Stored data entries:
──────────────────────────────

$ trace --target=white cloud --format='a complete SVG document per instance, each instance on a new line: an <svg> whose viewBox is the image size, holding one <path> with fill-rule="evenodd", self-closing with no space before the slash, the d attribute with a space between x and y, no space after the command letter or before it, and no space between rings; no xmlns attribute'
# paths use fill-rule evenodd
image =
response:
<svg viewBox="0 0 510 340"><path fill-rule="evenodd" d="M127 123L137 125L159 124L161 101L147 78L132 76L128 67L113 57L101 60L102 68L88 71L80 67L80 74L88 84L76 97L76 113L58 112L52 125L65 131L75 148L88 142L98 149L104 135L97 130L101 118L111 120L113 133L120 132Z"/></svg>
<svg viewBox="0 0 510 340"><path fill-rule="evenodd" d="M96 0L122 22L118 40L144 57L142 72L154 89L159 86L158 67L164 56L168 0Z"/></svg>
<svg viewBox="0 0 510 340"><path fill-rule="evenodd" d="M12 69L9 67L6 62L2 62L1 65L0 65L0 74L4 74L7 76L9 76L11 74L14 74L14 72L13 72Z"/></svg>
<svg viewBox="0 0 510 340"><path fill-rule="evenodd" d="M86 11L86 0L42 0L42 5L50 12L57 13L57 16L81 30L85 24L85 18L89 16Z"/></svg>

──────────────────────────────

**AIM OF THE TASK**
Reproduce all of the lines above character for character.

**RESULT**
$ trace --target=white cloud --format='a complete SVG document per instance, each instance on a new line: an <svg> whose viewBox is the image size, holding one <path> with fill-rule="evenodd", self-closing with no space before the slash, the d attribute with a space between x and y, no space after the command letter or before it, and no space between rings; no xmlns attribute'
# paths use fill-rule evenodd
image =
response:
<svg viewBox="0 0 510 340"><path fill-rule="evenodd" d="M127 123L137 125L159 124L161 101L147 78L132 76L128 67L113 57L101 60L102 68L88 71L80 67L80 74L88 84L76 97L76 113L58 112L52 125L65 131L75 148L88 142L98 149L104 135L97 130L101 118L111 120L113 133L120 132Z"/></svg>
<svg viewBox="0 0 510 340"><path fill-rule="evenodd" d="M96 0L122 22L118 40L144 57L142 72L154 89L159 86L158 67L164 56L168 0Z"/></svg>
<svg viewBox="0 0 510 340"><path fill-rule="evenodd" d="M12 69L9 67L6 62L2 62L1 65L0 65L0 74L4 74L7 76L9 76L11 74L14 74L14 72L13 72Z"/></svg>
<svg viewBox="0 0 510 340"><path fill-rule="evenodd" d="M86 11L86 0L42 0L42 5L50 12L57 13L57 16L81 30L85 24L85 18L89 16Z"/></svg>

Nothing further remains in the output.